• _ACTION ITEM_: What do the lines from the one containing "of the forested" through the end of the listing below say? Restate them word for word and give nothing else.

╭─ RECORDS SUPPLIED

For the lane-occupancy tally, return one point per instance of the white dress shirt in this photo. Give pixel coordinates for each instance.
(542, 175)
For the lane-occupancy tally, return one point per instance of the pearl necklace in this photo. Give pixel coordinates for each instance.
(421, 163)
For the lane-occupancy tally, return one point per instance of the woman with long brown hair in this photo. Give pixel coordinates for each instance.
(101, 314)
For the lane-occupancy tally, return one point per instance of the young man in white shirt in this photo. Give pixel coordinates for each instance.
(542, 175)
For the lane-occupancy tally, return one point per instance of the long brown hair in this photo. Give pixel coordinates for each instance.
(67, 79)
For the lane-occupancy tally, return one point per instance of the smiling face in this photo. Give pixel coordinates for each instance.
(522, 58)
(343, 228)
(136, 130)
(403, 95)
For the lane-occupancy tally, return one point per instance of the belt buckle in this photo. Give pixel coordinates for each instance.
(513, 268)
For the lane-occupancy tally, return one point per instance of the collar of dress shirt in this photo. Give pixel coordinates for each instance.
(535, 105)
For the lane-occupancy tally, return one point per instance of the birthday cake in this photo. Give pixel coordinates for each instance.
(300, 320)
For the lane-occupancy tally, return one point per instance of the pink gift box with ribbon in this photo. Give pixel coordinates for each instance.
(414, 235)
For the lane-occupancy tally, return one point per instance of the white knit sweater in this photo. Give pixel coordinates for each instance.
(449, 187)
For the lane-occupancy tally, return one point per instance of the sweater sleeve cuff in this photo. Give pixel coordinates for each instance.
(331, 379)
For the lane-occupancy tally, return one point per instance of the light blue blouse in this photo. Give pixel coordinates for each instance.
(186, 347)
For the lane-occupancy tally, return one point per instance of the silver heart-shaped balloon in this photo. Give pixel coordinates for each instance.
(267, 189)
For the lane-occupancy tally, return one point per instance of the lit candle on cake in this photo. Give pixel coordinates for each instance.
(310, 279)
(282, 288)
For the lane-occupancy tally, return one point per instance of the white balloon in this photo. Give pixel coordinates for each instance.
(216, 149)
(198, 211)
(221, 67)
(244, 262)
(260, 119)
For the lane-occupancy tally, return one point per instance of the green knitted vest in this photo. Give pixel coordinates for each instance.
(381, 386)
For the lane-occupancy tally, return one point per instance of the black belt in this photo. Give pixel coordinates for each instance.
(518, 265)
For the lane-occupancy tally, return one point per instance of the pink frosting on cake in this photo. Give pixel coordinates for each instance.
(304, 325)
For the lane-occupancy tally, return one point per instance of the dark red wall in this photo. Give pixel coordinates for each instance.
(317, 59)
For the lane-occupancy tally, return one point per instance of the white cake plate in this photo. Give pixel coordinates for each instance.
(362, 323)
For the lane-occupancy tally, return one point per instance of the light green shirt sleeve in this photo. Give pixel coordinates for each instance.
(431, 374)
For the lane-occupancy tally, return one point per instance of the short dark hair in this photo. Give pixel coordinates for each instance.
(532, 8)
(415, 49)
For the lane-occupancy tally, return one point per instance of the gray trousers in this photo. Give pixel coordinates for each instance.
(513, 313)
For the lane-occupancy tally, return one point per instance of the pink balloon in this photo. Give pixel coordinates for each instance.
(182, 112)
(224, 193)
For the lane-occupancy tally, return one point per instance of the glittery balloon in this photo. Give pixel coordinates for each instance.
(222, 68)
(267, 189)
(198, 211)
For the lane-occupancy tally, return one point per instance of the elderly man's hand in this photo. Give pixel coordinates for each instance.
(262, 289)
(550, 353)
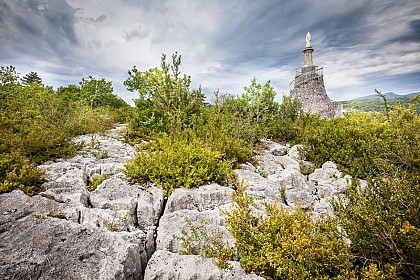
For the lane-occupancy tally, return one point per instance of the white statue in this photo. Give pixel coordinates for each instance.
(308, 40)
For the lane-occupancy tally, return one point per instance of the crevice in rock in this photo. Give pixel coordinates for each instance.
(135, 217)
(89, 203)
(79, 217)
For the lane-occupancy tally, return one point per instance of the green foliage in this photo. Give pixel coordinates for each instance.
(8, 76)
(365, 144)
(16, 173)
(98, 96)
(383, 223)
(170, 163)
(200, 239)
(288, 121)
(377, 105)
(31, 77)
(165, 99)
(117, 223)
(254, 111)
(96, 181)
(382, 220)
(283, 245)
(36, 124)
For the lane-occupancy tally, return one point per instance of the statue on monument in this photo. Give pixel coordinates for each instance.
(308, 40)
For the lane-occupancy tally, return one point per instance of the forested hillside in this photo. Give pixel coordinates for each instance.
(38, 123)
(182, 141)
(376, 105)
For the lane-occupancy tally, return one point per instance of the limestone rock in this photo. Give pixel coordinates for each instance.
(165, 265)
(206, 197)
(35, 243)
(294, 152)
(172, 224)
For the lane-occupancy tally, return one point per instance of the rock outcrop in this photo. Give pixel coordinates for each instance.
(122, 230)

╰─

• _ANSWER TO THIS EXERCISE_:
For the lane-occupancy tally, return one point per instance of the forested hillside in this photo. Give pixel coordinates for each instance.
(38, 123)
(182, 141)
(376, 105)
For the lane-occupancy tally, return one point per instance of the limestone rock in this photo. Give pixel coordinates for each instance.
(165, 265)
(206, 197)
(35, 243)
(294, 152)
(172, 224)
For the lane-occupancy tally, return one point per instance of the rock outcrop in this photo. Give pixel coordinates for each instance.
(122, 230)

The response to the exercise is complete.